▶

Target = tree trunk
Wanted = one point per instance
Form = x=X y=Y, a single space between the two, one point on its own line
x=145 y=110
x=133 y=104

◀

#### Directions for this task
Output the listing above exactly as it appears.

#### Answer section
Target = tree trunk
Wanted = one point per instance
Form = x=X y=Y, a single space between the two, one point on its own line
x=145 y=110
x=133 y=104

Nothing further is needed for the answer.